┌─ DATA SHOWN

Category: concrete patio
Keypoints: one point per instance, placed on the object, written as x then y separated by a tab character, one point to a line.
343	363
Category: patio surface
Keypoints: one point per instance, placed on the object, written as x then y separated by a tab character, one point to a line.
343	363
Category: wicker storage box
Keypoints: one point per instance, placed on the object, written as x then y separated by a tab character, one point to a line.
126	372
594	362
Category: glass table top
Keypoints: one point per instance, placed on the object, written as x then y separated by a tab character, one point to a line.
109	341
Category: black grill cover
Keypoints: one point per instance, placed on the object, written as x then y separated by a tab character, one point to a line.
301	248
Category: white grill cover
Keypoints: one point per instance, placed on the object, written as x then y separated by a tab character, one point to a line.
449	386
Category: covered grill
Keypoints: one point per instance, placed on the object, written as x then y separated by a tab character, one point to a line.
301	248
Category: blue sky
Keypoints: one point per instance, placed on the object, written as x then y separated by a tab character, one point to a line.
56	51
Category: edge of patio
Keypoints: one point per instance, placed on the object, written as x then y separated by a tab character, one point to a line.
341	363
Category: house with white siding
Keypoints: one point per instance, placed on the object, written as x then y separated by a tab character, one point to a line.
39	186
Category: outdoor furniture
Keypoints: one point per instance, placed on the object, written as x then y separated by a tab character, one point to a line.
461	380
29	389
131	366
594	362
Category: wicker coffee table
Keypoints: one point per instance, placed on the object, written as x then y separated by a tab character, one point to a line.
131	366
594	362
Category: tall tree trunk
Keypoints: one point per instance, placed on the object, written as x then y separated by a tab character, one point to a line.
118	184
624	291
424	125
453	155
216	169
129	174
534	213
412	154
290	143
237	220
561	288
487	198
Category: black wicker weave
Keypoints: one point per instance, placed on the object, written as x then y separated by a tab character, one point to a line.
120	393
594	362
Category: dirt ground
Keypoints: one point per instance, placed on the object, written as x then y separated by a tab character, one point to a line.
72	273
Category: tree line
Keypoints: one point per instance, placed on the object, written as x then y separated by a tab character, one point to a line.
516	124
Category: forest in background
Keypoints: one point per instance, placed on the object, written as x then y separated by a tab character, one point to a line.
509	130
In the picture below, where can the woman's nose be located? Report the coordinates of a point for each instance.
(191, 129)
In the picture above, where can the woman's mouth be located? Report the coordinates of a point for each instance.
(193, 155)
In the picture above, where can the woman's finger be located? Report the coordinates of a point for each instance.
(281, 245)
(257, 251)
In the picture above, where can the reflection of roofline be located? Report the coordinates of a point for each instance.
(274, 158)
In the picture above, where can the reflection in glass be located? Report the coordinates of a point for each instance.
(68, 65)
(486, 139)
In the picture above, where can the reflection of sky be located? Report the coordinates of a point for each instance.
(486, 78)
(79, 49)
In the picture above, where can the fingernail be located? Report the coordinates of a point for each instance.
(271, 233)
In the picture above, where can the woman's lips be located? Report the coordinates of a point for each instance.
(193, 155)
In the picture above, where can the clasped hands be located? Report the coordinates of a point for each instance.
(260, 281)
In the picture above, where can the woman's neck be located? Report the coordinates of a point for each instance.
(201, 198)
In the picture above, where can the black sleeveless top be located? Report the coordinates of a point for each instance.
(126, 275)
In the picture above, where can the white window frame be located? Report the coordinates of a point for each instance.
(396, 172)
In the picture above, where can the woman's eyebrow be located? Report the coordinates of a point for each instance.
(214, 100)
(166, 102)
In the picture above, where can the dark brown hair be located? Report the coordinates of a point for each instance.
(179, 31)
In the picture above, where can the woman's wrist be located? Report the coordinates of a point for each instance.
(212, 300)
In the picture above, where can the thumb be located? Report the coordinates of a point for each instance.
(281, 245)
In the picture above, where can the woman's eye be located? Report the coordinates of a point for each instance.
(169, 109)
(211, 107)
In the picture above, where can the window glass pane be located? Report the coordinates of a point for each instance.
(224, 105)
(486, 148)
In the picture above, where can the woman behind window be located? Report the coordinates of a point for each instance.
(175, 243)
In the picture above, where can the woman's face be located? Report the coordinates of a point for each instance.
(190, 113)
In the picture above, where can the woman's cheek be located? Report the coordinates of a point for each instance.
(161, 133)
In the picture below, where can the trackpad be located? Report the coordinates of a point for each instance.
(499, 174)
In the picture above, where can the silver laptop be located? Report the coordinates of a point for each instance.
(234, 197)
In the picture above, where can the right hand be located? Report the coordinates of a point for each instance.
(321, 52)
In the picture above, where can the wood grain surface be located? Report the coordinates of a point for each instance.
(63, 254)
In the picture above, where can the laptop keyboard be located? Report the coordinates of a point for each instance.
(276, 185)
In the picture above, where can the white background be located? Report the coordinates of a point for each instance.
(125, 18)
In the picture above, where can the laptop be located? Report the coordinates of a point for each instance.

└─

> TASK TO COMPLETE: Reproduce exactly the section above that begins at the line containing "Category: white grill cover" and ends at the line containing "Category: edge of patio", leaving out all other lines.

> RESPONSE TO THIS EXERCISE:
Category: white grill cover
Keypoints: one point per instance, placed on the object, written as x then y separated by a tab character, one point to a line.
449	386
Category: covered grill
Keypoints: one point per instance, placed on the object, written as x then y separated by a tab character, one point to a line.
301	248
Category: blue sky
Keypoints: one point per instance, placed on the object, written as x then y separated by a tab character, one point to a line.
56	51
Category: edge of patio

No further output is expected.